Data to process ->
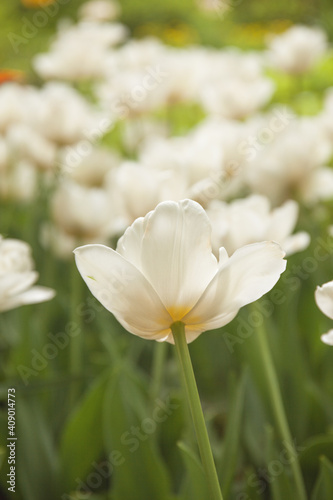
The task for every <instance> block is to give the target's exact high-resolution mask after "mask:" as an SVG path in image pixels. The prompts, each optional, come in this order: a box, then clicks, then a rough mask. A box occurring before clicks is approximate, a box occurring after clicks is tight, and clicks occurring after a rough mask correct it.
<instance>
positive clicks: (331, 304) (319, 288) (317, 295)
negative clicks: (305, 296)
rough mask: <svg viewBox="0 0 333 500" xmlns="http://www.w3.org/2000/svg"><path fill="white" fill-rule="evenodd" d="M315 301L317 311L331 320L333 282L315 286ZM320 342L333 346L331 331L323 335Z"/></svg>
mask: <svg viewBox="0 0 333 500" xmlns="http://www.w3.org/2000/svg"><path fill="white" fill-rule="evenodd" d="M315 300H316V303H317V306H318V307H319V309H320V310H321V311H322V312H323V313H324V314H325V315H326V316H328V317H329V318H330V319H333V281H329V282H328V283H325V284H324V285H322V286H317V288H316V291H315ZM321 340H322V341H323V342H324V343H325V344H328V345H333V330H329V331H328V332H327V333H324V334H323V335H322V336H321Z"/></svg>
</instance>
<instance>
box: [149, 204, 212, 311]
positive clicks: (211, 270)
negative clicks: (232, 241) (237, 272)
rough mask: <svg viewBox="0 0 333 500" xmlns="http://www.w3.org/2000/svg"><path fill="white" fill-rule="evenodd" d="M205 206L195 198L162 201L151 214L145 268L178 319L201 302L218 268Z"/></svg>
mask: <svg viewBox="0 0 333 500" xmlns="http://www.w3.org/2000/svg"><path fill="white" fill-rule="evenodd" d="M210 235H211V226H210V223H209V220H208V217H207V215H206V213H205V211H204V209H203V208H202V207H201V206H200V205H199V204H198V203H196V202H194V201H192V200H184V201H181V202H178V203H176V202H171V201H170V202H169V201H168V202H163V203H160V204H159V205H158V206H157V207H156V209H155V210H154V211H153V212H151V213H150V214H149V217H148V220H147V224H146V227H145V232H144V236H143V240H142V257H141V259H142V271H143V273H144V275H145V276H146V278H147V279H148V280H149V282H150V283H151V284H152V286H153V287H154V289H155V290H156V292H157V293H158V295H159V297H160V298H161V300H162V302H163V304H164V305H165V307H166V309H167V310H168V311H169V312H170V314H171V316H172V317H173V319H174V320H175V321H177V320H180V319H181V318H182V317H183V316H184V315H185V314H186V313H187V312H188V311H189V310H190V309H191V308H192V307H193V305H194V304H195V303H196V302H197V301H198V299H199V298H200V296H201V294H202V293H203V292H204V290H205V288H206V286H207V285H208V283H209V282H210V281H211V279H212V277H213V276H214V274H215V273H216V271H217V261H216V258H215V257H214V255H213V254H212V248H211V243H210Z"/></svg>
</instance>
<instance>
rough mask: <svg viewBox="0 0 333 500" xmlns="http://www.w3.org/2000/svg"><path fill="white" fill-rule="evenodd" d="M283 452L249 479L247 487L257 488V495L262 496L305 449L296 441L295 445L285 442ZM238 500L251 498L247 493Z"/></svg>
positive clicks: (303, 446) (245, 499)
mask: <svg viewBox="0 0 333 500" xmlns="http://www.w3.org/2000/svg"><path fill="white" fill-rule="evenodd" d="M282 444H283V450H281V452H280V453H279V455H278V457H277V458H276V460H271V461H270V462H269V463H268V465H267V467H260V468H259V469H258V470H257V471H256V472H254V473H252V474H251V475H250V476H249V477H248V479H247V485H248V486H251V487H252V488H256V490H255V491H256V493H257V494H258V495H262V494H263V493H264V492H265V491H266V489H267V486H268V485H270V484H272V483H273V482H274V481H275V480H276V479H277V478H278V477H279V476H280V475H281V474H282V473H283V472H284V471H285V469H286V467H288V466H289V465H291V464H292V463H293V462H294V461H295V460H296V459H297V457H298V455H299V453H300V452H302V451H303V450H304V449H305V447H304V446H299V445H298V444H297V443H296V440H294V443H293V445H292V444H291V443H288V442H286V441H284V442H283V443H282ZM236 500H251V497H250V496H249V495H248V494H247V493H245V492H242V493H239V494H238V495H237V497H236Z"/></svg>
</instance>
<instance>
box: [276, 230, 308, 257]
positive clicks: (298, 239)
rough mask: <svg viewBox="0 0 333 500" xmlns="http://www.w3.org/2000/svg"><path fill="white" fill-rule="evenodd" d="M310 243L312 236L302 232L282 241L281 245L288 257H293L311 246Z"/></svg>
mask: <svg viewBox="0 0 333 500" xmlns="http://www.w3.org/2000/svg"><path fill="white" fill-rule="evenodd" d="M310 241H311V238H310V235H309V234H308V233H306V232H305V231H300V232H299V233H296V234H292V235H291V236H289V237H288V238H286V239H285V240H284V241H281V242H280V244H281V246H282V248H283V250H284V251H285V252H286V255H292V254H293V253H296V252H301V251H302V250H305V249H306V248H307V247H308V246H309V245H310Z"/></svg>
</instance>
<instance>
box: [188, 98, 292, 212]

Work required -> Copy out every line of the listing that includes the string "negative".

Written answer ->
negative clicks: (305, 296)
negative clicks: (232, 241) (237, 272)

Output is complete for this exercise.